--- start DATASET ROWS ---
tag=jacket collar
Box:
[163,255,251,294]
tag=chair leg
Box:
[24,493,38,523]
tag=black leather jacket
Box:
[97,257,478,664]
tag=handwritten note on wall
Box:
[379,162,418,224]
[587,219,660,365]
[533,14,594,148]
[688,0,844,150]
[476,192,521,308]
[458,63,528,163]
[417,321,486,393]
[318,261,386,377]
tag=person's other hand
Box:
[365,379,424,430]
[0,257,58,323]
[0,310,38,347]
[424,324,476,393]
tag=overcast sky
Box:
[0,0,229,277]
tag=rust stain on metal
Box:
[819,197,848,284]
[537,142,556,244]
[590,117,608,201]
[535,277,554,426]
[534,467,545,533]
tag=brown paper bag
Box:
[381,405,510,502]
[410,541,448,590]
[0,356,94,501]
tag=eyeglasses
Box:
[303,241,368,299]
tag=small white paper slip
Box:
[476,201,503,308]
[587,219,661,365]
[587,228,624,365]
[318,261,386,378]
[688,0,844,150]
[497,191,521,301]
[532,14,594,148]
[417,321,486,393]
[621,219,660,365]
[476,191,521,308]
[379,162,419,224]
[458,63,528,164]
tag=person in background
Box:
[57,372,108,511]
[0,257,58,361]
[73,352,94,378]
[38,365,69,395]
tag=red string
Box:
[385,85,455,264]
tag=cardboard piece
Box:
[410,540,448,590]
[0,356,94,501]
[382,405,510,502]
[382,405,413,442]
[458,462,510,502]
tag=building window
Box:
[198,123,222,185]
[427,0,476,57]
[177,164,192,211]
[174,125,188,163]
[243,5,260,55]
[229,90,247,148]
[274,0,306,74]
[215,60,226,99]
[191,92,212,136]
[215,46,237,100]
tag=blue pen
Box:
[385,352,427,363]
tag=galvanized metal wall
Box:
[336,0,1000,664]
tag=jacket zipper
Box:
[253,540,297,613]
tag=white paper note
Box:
--- end DATASET ROWS ---
--- start DATASET ROWS ---
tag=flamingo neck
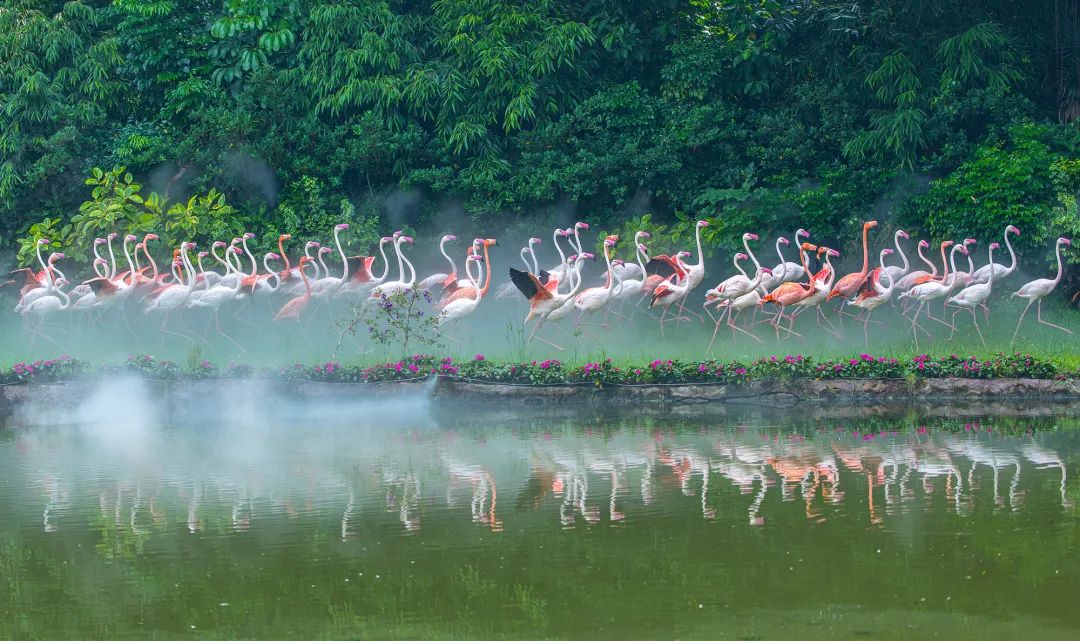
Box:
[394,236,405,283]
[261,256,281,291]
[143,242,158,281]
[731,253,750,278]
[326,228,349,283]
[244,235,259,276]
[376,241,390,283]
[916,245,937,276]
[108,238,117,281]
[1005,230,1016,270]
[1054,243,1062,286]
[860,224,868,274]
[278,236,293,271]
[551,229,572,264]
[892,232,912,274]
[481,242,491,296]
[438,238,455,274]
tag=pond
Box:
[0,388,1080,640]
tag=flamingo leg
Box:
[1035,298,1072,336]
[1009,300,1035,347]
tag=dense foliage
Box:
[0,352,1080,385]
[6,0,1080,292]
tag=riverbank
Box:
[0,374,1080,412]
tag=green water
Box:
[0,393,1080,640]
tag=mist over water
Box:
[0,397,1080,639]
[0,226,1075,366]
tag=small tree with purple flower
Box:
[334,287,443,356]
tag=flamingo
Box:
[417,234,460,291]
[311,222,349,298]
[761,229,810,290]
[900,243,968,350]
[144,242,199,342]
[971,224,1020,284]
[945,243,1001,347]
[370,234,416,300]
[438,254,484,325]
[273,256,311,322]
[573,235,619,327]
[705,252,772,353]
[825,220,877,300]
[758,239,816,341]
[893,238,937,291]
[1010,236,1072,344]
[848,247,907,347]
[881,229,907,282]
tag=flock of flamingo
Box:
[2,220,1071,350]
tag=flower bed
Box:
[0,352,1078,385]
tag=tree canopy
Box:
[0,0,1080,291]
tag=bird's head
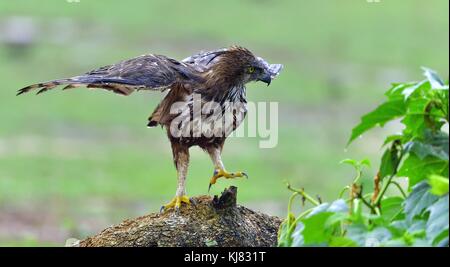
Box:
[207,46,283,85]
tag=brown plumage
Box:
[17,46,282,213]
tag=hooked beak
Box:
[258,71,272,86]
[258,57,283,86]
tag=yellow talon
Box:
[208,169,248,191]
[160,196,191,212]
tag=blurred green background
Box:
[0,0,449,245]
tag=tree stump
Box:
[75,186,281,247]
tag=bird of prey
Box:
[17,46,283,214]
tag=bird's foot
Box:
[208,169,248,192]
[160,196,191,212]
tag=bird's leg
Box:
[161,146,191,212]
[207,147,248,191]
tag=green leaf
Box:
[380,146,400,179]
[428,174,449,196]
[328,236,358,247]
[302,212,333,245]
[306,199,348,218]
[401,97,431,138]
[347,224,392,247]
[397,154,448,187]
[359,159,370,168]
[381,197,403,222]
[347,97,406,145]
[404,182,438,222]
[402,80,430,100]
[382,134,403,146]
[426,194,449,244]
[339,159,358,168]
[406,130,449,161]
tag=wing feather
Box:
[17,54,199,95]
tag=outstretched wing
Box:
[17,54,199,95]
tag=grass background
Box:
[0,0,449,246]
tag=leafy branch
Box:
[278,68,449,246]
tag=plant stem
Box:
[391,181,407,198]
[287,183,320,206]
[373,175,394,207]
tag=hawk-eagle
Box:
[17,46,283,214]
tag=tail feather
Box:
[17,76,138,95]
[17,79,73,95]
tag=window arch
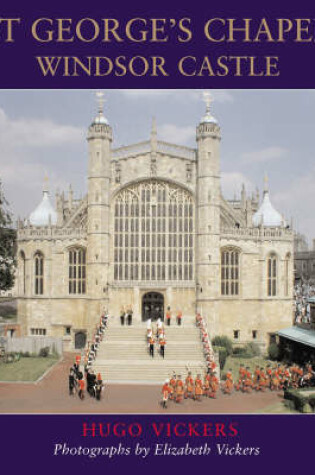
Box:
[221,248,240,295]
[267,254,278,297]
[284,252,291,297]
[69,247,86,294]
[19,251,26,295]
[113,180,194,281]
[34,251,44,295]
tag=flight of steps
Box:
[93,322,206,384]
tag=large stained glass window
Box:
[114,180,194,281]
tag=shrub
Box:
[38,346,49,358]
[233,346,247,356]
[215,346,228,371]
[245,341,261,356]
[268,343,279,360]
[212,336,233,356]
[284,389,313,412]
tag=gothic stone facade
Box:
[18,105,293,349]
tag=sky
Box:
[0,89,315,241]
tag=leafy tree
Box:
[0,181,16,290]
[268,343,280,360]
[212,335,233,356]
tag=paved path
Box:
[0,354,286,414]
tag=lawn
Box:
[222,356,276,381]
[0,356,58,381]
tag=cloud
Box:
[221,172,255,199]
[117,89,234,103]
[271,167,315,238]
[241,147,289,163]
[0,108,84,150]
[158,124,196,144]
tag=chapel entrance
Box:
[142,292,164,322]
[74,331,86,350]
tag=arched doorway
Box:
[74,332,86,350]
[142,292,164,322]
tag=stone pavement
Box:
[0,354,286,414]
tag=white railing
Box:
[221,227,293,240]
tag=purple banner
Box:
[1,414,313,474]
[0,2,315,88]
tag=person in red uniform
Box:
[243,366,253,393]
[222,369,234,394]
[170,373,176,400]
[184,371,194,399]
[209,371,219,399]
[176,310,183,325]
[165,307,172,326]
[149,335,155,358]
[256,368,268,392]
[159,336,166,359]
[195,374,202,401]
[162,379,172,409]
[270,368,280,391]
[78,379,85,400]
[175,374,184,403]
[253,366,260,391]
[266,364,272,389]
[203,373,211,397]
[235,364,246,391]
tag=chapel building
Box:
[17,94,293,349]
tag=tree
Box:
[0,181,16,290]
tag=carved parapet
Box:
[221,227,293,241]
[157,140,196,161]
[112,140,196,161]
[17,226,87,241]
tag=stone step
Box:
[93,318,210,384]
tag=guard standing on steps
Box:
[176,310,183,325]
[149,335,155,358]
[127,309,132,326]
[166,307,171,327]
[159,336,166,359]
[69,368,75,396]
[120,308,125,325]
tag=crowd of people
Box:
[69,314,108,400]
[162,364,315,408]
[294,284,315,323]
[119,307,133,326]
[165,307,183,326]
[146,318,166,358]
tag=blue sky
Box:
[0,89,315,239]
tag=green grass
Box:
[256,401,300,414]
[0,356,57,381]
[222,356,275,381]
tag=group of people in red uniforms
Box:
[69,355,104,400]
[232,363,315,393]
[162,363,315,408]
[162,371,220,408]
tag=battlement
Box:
--- end DATASET ROWS ---
▸ **REQUIREMENT**
Render the part of the records that opens with the line containing "tag=arched doorway" and closes with the line containing "[0,2,315,88]" as a JSON list of strings, one string per line, leaving out blank lines.

▸ **EXPECTED ANSWER**
[
  "tag=arched doorway",
  "Box:",
  "[74,332,86,350]",
  "[142,292,164,322]",
  "tag=stone pavement",
  "Box:",
  "[0,354,286,414]",
  "tag=white railing",
  "Box:",
  "[221,227,293,240]",
  "tag=purple banner",
  "Box:",
  "[1,414,313,474]",
  "[0,2,315,88]"
]